Your goal | Lay out the material below as a Markdown table with the columns Row and Line, starting at the line with "Objective: detect child's arm" and running up to and including the line with "(0, 0), (83, 80)", one line per row with blank lines skipped. Leave the pictures out of the table.

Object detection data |

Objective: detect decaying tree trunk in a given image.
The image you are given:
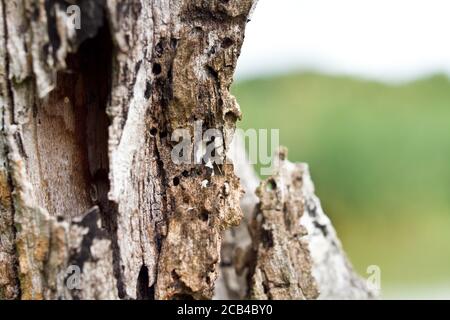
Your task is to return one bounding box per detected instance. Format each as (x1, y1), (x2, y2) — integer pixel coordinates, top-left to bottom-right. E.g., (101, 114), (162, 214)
(0, 0), (376, 299)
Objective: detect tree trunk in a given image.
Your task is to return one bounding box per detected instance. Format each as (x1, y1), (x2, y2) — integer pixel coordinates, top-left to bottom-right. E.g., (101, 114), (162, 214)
(0, 0), (368, 299)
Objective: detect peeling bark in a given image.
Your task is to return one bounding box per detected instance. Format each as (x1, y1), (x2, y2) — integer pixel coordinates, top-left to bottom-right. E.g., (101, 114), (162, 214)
(216, 145), (377, 299)
(0, 0), (374, 299)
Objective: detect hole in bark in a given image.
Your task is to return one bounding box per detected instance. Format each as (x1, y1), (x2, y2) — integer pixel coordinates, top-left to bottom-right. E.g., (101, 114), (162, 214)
(222, 37), (234, 49)
(144, 81), (152, 100)
(261, 229), (273, 248)
(200, 210), (209, 222)
(152, 63), (162, 75)
(150, 127), (158, 136)
(136, 265), (154, 300)
(225, 111), (238, 123)
(30, 23), (113, 217)
(266, 179), (277, 191)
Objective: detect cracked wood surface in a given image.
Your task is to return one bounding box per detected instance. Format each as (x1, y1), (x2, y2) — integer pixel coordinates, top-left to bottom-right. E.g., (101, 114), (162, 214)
(0, 0), (372, 299)
(0, 0), (253, 299)
(215, 144), (378, 299)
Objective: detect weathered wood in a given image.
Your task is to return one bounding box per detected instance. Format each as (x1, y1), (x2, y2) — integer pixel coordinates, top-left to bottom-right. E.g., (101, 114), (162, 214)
(0, 0), (253, 299)
(0, 0), (374, 299)
(216, 144), (377, 299)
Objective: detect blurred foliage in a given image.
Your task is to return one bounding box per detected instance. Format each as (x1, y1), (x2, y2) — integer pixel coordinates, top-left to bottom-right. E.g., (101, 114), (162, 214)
(232, 73), (450, 298)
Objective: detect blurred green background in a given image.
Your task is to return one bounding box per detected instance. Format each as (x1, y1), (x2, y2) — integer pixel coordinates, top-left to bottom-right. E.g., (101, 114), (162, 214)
(232, 73), (450, 298)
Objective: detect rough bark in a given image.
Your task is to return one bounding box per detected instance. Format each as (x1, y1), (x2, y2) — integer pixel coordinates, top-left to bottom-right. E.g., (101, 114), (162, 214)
(0, 0), (372, 299)
(216, 144), (378, 299)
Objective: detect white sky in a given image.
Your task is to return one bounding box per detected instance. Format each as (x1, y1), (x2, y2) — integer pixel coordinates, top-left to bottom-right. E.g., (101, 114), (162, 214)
(237, 0), (450, 81)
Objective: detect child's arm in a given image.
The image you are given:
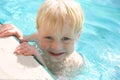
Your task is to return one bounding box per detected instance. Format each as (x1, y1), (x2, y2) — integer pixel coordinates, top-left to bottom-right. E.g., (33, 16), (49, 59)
(15, 42), (46, 66)
(0, 24), (23, 40)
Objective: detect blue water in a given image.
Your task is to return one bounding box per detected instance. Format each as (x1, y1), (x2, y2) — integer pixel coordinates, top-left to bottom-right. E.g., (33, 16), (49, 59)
(0, 0), (120, 80)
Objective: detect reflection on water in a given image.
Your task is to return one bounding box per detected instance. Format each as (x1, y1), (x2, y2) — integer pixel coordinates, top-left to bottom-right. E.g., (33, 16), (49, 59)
(0, 0), (120, 80)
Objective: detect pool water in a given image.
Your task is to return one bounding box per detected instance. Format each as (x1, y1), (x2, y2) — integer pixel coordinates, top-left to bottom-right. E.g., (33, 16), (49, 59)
(0, 0), (120, 80)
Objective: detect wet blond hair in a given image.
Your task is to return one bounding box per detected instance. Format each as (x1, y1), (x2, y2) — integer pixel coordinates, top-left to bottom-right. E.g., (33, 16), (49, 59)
(36, 0), (83, 32)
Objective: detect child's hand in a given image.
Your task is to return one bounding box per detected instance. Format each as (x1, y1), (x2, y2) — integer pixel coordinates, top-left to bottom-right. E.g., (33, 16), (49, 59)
(15, 42), (39, 56)
(0, 24), (23, 40)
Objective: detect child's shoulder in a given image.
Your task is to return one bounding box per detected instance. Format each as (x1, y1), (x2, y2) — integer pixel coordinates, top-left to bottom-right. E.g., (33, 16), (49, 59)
(66, 51), (83, 68)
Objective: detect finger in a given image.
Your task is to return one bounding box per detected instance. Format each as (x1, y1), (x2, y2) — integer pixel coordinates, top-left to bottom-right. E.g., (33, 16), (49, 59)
(0, 30), (15, 37)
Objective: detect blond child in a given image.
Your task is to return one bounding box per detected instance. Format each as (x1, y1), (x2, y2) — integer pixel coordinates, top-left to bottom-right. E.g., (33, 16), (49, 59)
(0, 0), (83, 80)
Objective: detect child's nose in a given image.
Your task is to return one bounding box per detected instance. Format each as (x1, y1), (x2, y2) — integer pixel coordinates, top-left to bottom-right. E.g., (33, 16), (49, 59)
(50, 41), (63, 51)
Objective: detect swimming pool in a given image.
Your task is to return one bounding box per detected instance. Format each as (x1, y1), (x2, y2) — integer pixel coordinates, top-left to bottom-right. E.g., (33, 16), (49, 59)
(0, 0), (120, 80)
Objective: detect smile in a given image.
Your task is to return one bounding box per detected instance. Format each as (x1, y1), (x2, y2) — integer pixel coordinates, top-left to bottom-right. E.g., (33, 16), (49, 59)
(49, 52), (64, 56)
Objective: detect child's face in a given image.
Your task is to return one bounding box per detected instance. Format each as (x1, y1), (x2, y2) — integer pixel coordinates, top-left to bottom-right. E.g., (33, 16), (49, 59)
(38, 19), (78, 62)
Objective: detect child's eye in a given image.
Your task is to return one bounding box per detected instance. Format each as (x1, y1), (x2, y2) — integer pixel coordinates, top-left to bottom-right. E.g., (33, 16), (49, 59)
(62, 37), (70, 41)
(45, 36), (53, 40)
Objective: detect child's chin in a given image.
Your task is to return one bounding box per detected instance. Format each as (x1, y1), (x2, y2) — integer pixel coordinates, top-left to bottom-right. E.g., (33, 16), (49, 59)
(51, 58), (64, 62)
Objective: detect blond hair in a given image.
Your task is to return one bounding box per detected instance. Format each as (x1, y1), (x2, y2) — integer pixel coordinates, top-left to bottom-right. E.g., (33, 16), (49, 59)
(36, 0), (83, 32)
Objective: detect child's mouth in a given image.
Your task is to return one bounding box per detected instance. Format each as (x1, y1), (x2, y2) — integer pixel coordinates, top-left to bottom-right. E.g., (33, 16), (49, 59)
(49, 52), (64, 56)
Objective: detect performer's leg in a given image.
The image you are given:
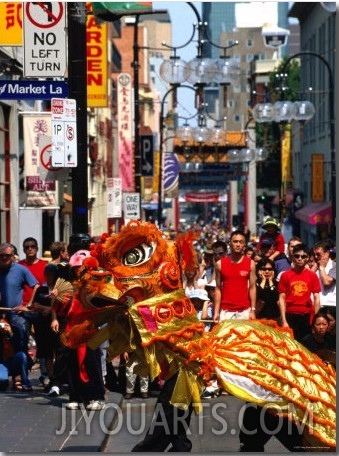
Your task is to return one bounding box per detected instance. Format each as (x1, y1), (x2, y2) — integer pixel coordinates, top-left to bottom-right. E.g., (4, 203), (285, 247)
(239, 403), (271, 453)
(132, 374), (192, 452)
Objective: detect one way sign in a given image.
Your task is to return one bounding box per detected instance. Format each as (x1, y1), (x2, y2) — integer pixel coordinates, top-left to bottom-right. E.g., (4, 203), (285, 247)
(140, 135), (154, 177)
(124, 193), (140, 220)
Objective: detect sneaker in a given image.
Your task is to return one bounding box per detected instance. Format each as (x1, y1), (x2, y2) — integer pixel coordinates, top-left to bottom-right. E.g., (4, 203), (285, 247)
(201, 391), (217, 399)
(86, 400), (105, 410)
(47, 386), (60, 397)
(66, 402), (80, 410)
(39, 374), (49, 386)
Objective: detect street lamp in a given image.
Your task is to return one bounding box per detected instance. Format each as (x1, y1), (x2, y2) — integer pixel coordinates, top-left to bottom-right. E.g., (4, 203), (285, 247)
(253, 51), (336, 238)
(282, 51), (336, 239)
(157, 2), (240, 227)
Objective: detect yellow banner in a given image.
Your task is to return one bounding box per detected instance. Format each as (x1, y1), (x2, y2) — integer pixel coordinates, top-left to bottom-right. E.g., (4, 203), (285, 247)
(86, 3), (108, 108)
(0, 2), (23, 46)
(311, 154), (324, 203)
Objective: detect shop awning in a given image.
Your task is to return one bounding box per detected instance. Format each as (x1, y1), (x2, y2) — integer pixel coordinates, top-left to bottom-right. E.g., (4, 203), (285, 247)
(295, 202), (332, 225)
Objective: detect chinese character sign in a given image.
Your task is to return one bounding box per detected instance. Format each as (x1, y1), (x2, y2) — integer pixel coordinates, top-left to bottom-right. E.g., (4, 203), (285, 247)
(118, 73), (134, 192)
(23, 112), (57, 207)
(0, 2), (23, 46)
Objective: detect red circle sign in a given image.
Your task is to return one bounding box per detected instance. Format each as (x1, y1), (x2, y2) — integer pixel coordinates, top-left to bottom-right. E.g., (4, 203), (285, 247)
(40, 144), (61, 171)
(26, 2), (64, 28)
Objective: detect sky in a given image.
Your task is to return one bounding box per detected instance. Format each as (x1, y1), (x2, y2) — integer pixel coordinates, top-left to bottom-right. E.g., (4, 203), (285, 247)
(153, 1), (288, 121)
(153, 1), (201, 119)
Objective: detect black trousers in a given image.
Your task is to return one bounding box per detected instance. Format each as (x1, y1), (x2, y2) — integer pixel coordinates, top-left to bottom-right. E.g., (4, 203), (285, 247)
(68, 347), (105, 404)
(239, 403), (303, 453)
(132, 374), (193, 452)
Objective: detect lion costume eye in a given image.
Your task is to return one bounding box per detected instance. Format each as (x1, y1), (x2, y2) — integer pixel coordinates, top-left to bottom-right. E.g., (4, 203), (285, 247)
(121, 242), (156, 266)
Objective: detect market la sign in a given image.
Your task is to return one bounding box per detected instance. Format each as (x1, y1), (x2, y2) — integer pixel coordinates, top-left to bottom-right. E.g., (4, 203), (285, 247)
(0, 81), (68, 100)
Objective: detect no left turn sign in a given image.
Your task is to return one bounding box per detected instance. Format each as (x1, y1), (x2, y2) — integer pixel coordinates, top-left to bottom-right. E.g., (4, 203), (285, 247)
(40, 144), (61, 171)
(25, 2), (64, 29)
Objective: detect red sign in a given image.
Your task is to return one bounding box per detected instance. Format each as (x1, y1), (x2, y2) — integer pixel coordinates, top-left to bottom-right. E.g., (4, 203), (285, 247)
(185, 192), (219, 203)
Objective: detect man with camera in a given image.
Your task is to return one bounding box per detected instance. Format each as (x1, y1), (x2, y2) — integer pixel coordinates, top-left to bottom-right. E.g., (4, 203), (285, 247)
(0, 318), (32, 392)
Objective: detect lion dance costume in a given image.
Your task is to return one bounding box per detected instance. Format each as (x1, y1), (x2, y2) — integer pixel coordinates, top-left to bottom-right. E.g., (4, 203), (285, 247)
(63, 221), (336, 451)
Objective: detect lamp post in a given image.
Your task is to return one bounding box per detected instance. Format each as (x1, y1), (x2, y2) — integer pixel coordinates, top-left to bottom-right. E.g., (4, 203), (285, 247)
(282, 51), (336, 239)
(157, 2), (240, 227)
(253, 51), (336, 239)
(67, 2), (88, 233)
(157, 84), (194, 227)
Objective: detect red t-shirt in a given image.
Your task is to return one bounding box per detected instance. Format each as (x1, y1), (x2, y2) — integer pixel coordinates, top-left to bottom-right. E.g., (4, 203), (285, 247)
(257, 233), (285, 253)
(220, 256), (252, 312)
(19, 259), (48, 305)
(278, 268), (321, 315)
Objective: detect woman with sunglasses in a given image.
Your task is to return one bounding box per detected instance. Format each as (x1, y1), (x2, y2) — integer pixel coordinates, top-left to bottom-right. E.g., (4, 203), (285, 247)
(278, 244), (321, 342)
(256, 258), (280, 321)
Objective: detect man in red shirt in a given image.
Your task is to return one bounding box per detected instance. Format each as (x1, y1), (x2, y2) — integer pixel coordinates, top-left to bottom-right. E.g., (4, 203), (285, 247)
(19, 237), (48, 305)
(213, 230), (256, 323)
(278, 244), (321, 342)
(19, 237), (49, 386)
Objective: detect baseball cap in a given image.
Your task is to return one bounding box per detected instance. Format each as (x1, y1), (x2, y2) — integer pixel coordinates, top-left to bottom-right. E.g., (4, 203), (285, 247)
(69, 250), (91, 268)
(188, 288), (209, 301)
(261, 238), (275, 246)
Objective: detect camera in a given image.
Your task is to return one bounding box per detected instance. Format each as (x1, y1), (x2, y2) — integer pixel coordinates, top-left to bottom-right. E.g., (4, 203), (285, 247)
(261, 26), (290, 48)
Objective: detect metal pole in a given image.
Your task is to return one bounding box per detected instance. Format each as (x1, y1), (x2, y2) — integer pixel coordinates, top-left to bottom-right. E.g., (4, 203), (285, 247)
(157, 84), (196, 228)
(282, 51), (336, 239)
(67, 2), (88, 233)
(132, 14), (141, 214)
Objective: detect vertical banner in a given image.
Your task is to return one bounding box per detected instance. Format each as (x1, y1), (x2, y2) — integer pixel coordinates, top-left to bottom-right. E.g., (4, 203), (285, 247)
(311, 154), (324, 203)
(0, 2), (23, 46)
(117, 73), (134, 192)
(22, 112), (58, 207)
(107, 177), (122, 218)
(281, 127), (291, 184)
(86, 3), (109, 108)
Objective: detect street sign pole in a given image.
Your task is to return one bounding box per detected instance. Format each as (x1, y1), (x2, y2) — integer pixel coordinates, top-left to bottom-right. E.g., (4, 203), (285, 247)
(67, 2), (88, 234)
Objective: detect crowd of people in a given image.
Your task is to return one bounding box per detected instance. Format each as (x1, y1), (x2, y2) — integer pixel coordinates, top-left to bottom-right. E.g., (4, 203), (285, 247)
(183, 217), (336, 350)
(0, 217), (336, 446)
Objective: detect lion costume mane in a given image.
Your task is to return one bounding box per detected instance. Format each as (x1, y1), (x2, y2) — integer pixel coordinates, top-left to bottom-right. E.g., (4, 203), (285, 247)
(63, 220), (336, 451)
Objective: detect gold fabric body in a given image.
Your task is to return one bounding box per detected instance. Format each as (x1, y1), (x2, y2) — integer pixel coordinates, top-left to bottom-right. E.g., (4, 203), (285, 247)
(68, 221), (336, 448)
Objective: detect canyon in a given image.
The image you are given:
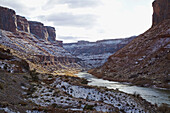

Solved exercise |
| Row | Line |
|---|---|
| 1 | Objective: detect child's arm in a given image. |
| 2 | The image you are given: |
| 3 | Your task is to return one bounding box per detected instance. Format each as (x1, y1), (x2, y2) — integer pixel coordinates, top-left to bottom-right. E.g., (33, 16), (49, 59) |
| 4 | (15, 42), (46, 66) |
| 5 | (0, 24), (23, 40) |
| 6 | Objective: detect blue water in a given image. |
| 7 | Your task is to return one bounding box per detected instance. Format each as (x1, y1), (x2, y2) — integer pixel coordinates, top-left to bottom-right. E.g., (33, 16), (49, 59) |
| 8 | (0, 0), (120, 80) |
| 9 | Objective: detect reflection on water in a given image. |
| 10 | Your task is to return one bounding box per detected instance. Format each as (x1, y1), (x2, y2) — integer pixel coordinates, top-left to bottom-right. E.g., (33, 16), (49, 59) |
| 11 | (0, 0), (120, 80) |
| 12 | Objective: detect pool water in a given image. |
| 13 | Your task is to return one bounding box per detected instance. Format each as (x1, y1), (x2, y2) — integer pixel coordinates, top-left to bottom-right. E.g., (33, 16), (49, 59) |
| 14 | (0, 0), (120, 80) |
| 15 | Objective: detect wet blond hair in a given image. |
| 16 | Your task is to return one bounding box per detected instance. Format each as (x1, y1), (x2, y2) — integer pixel coordinates, top-left to bottom-right. E.g., (33, 16), (49, 59) |
| 17 | (36, 0), (83, 32) |
| 18 | Objective: detect child's hand in a given image. |
| 19 | Your task is to return one bounding box per detected instance. Format each as (x1, y1), (x2, y2) — integer pixel coordinates, top-left to bottom-right. E.g., (33, 16), (49, 59) |
| 20 | (15, 42), (39, 56) |
| 21 | (0, 24), (23, 40) |
| 22 | Objective: detect child's shoulder in a given image. |
| 23 | Your task is to return one bounding box per detected instance. Format each as (x1, y1), (x2, y2) — integer pixel coordinates, top-left to bottom-right. E.g., (33, 16), (49, 59) |
| 24 | (66, 51), (83, 68) |
| 25 | Objective: detect finger in a given image. |
| 26 | Your task is to return one bounding box per detected instance. Format each as (x1, y1), (x2, y2) — integer pixel coordinates, top-left to bottom-right. E.g., (33, 16), (49, 59) |
| 27 | (0, 30), (15, 37) |
| 28 | Objective: detect blond child in a given image. |
| 29 | Your task is to return one bounding box per detected instance. Format each as (x1, y1), (x2, y2) — integer pixel coordinates, top-left to bottom-right. E.g., (33, 16), (49, 59) |
| 30 | (0, 0), (83, 80) |